=== Begin Enclosure ===

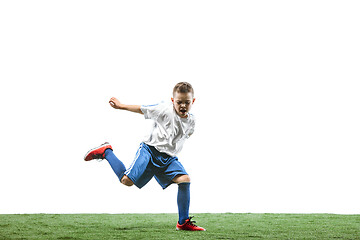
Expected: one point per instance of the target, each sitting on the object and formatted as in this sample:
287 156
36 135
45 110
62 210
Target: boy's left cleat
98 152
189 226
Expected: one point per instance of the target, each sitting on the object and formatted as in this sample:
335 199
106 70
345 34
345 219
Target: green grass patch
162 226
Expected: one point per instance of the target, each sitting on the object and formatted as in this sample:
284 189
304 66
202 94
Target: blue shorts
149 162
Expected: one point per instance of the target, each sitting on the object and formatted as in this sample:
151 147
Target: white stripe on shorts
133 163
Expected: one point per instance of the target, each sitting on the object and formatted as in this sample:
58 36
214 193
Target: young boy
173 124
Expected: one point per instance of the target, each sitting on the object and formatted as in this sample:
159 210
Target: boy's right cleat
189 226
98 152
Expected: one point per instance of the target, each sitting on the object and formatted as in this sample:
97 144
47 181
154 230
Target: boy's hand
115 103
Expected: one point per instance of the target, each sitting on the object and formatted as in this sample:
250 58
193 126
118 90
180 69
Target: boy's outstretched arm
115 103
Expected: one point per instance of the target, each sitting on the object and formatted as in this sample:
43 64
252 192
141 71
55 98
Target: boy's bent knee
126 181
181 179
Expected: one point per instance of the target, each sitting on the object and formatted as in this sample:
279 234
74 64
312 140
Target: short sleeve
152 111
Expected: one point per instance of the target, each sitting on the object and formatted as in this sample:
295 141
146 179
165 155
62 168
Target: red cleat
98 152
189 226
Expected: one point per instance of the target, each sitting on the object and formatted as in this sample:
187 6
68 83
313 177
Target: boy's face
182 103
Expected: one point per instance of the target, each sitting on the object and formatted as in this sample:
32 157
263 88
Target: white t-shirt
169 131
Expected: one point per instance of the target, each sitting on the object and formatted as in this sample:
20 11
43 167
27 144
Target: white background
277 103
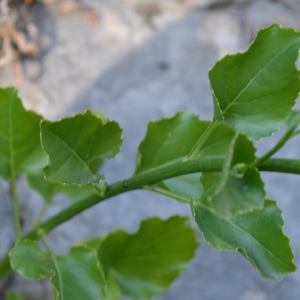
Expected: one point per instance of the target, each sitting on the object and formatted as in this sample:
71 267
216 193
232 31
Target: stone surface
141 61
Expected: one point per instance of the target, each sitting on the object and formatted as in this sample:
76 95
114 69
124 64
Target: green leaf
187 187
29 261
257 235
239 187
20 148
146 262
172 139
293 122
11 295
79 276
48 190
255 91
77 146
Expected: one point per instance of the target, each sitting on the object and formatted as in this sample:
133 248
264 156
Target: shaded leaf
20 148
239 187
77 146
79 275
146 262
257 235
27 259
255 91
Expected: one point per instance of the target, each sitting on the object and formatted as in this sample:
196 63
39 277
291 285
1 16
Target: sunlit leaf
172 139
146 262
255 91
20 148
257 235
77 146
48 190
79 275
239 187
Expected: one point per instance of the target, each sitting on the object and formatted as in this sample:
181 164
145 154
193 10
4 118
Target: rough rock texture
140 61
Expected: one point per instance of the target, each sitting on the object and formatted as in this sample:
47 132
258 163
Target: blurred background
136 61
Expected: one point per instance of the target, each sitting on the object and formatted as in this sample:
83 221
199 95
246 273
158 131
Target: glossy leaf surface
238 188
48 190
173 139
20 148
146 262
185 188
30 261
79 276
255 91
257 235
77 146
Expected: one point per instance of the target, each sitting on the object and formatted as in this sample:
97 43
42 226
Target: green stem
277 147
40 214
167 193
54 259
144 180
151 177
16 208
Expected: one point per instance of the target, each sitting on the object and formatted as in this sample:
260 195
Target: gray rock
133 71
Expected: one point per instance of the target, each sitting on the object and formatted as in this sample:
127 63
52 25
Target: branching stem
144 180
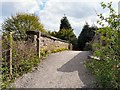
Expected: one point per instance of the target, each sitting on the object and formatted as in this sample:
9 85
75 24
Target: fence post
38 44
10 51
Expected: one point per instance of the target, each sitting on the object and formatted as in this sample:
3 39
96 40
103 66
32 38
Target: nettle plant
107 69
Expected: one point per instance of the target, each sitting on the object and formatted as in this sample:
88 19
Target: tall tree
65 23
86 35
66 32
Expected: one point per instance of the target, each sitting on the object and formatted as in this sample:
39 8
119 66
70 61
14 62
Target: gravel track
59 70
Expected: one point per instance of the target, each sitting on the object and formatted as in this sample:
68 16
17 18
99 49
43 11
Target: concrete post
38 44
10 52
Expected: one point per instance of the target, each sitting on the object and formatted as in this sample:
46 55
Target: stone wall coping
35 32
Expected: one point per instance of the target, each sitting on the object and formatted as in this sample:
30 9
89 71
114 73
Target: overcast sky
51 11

=== End Enclosure ===
=== Begin Enclosure ===

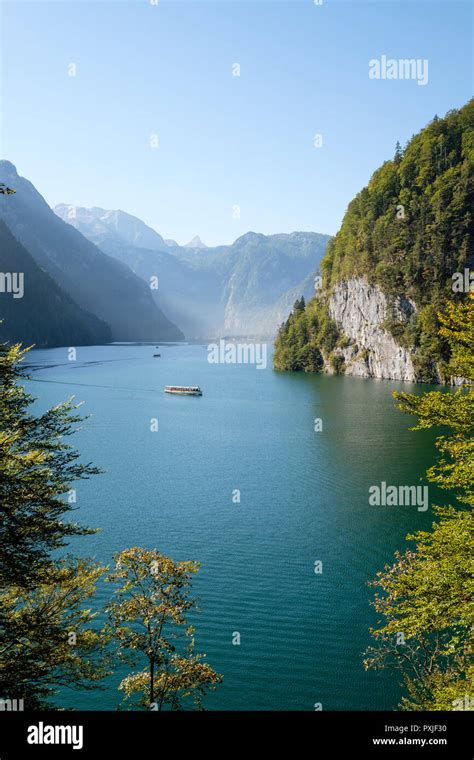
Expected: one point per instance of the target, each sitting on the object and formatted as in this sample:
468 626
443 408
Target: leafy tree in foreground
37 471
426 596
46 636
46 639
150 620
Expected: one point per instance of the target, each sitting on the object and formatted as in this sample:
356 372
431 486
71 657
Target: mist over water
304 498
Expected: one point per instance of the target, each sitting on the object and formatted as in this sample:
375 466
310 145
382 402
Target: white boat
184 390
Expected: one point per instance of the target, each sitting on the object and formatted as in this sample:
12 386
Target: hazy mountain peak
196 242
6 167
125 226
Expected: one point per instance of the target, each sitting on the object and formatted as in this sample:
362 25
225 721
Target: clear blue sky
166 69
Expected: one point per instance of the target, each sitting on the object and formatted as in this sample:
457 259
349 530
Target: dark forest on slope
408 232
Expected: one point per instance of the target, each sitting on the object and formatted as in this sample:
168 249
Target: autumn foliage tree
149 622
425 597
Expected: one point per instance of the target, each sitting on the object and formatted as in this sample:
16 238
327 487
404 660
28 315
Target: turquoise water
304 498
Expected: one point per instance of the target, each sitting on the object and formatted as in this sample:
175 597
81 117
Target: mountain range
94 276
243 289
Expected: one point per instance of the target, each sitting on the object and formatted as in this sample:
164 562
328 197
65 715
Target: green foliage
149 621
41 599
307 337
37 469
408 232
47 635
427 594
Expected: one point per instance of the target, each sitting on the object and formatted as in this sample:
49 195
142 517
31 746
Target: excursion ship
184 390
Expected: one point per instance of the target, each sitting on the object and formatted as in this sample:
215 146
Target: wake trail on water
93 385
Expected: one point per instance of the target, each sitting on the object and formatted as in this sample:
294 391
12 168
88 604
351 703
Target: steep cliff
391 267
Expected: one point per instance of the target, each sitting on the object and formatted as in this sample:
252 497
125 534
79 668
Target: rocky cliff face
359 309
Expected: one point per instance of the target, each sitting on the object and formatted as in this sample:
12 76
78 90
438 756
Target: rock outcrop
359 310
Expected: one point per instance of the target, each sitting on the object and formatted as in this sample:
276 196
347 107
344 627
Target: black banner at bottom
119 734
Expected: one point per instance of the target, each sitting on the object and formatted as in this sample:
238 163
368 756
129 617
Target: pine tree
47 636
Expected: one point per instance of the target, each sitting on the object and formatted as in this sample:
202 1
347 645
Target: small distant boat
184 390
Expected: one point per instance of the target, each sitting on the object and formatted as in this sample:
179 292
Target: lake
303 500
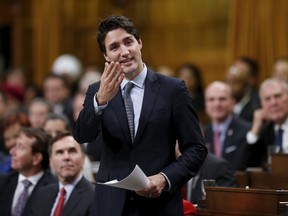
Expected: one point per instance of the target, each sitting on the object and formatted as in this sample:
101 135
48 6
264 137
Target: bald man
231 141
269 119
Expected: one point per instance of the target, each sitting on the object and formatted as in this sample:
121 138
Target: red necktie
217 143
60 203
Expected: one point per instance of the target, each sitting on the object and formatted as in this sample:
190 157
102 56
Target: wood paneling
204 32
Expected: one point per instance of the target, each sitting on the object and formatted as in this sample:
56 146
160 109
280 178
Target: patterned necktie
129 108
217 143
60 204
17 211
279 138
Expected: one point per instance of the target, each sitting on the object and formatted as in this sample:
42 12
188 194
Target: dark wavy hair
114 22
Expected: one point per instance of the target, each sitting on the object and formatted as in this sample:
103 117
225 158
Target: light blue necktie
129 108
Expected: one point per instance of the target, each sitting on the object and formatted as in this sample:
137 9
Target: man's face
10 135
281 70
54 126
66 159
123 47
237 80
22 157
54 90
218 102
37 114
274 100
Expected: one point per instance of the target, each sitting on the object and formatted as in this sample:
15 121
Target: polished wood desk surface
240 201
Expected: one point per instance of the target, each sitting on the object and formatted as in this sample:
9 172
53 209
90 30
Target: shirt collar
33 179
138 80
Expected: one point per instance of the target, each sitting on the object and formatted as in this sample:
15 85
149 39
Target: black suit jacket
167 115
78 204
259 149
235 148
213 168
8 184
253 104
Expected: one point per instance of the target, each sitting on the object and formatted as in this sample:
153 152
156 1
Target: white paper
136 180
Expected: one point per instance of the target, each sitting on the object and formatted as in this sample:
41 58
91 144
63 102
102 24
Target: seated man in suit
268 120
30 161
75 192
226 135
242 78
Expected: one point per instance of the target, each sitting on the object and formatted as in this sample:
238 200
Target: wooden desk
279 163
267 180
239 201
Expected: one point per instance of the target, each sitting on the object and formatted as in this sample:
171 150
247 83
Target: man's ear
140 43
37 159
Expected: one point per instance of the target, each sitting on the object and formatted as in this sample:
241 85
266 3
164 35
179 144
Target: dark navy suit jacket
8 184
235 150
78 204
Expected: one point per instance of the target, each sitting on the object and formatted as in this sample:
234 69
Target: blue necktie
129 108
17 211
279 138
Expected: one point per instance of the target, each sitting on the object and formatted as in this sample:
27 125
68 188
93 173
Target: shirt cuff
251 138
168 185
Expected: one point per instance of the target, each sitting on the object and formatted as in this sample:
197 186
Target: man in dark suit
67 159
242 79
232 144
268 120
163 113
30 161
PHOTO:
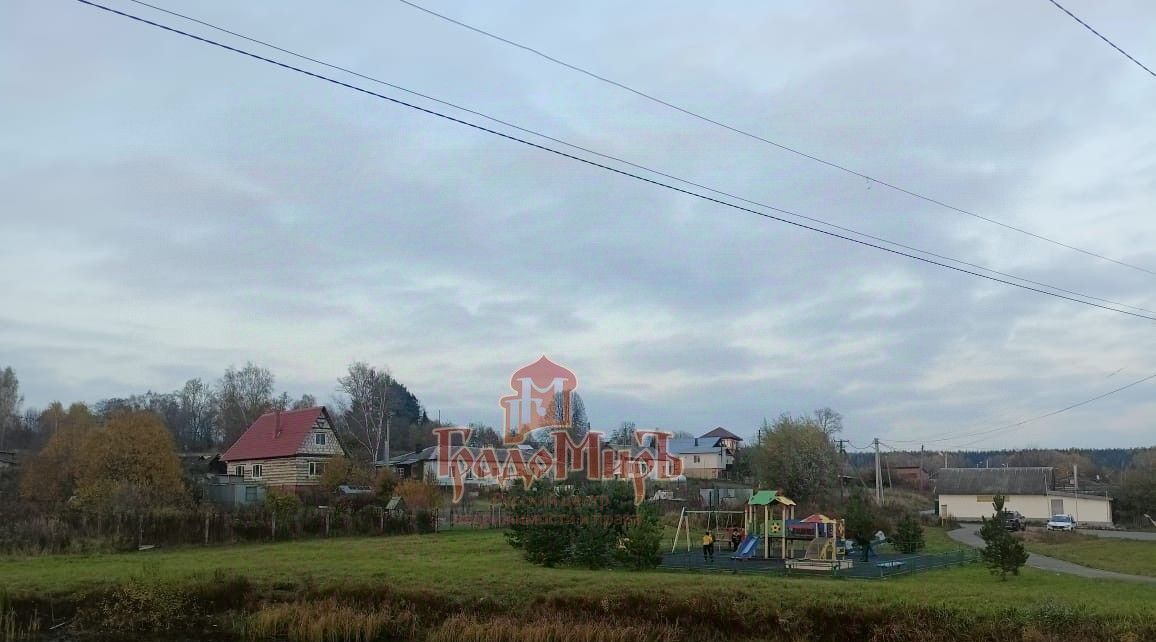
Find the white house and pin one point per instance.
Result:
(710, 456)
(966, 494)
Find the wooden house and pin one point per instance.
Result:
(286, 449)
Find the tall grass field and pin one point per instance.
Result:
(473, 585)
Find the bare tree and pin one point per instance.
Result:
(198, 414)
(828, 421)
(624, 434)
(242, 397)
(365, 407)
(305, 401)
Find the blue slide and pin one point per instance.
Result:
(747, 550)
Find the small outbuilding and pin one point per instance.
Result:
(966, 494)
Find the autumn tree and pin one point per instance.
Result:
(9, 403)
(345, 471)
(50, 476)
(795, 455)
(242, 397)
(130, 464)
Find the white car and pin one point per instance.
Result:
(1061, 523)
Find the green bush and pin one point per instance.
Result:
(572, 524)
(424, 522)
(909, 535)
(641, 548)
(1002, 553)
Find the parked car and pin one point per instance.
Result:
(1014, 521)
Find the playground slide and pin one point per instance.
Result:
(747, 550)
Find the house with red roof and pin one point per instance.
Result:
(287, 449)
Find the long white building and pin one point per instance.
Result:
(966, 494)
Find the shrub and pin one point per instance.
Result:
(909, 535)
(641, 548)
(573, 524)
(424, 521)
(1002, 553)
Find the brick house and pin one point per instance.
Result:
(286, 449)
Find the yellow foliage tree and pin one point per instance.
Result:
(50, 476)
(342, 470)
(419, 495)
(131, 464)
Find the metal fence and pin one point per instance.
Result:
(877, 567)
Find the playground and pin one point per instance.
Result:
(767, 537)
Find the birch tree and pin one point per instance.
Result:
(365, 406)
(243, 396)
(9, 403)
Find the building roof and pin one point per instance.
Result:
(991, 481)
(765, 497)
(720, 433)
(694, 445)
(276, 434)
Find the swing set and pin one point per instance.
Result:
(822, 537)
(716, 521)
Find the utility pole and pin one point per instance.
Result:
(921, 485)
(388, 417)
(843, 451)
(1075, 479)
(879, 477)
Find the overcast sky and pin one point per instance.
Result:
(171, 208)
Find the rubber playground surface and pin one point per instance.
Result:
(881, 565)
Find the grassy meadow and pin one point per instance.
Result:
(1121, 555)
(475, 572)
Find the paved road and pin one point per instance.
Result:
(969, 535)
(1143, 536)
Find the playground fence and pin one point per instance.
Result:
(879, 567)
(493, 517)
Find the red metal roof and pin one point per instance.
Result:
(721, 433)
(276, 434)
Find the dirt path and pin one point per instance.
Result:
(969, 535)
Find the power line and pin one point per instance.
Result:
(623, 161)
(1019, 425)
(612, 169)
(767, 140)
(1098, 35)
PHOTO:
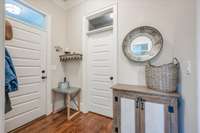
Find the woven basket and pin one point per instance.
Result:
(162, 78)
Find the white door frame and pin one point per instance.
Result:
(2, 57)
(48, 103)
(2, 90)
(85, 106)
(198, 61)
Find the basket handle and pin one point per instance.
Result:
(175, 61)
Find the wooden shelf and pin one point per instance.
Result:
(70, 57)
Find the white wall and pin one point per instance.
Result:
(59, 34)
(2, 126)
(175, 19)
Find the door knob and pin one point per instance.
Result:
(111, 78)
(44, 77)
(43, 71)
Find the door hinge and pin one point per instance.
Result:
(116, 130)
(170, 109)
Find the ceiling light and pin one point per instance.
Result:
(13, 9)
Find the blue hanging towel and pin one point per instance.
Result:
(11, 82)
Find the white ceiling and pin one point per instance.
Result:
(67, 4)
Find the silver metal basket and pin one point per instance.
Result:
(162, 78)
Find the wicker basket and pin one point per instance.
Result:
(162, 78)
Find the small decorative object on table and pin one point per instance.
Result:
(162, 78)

=== End Enclosure ===

→ **Task instructions**
Which lines of the data include "house"? Copy each of them.

→ **Written response**
Find the white house and pin one point per instance.
Find the wooden house and pin one point per instance.
Find the house with red roof and pin one point per instance.
Find the brick house and pin one point per instance.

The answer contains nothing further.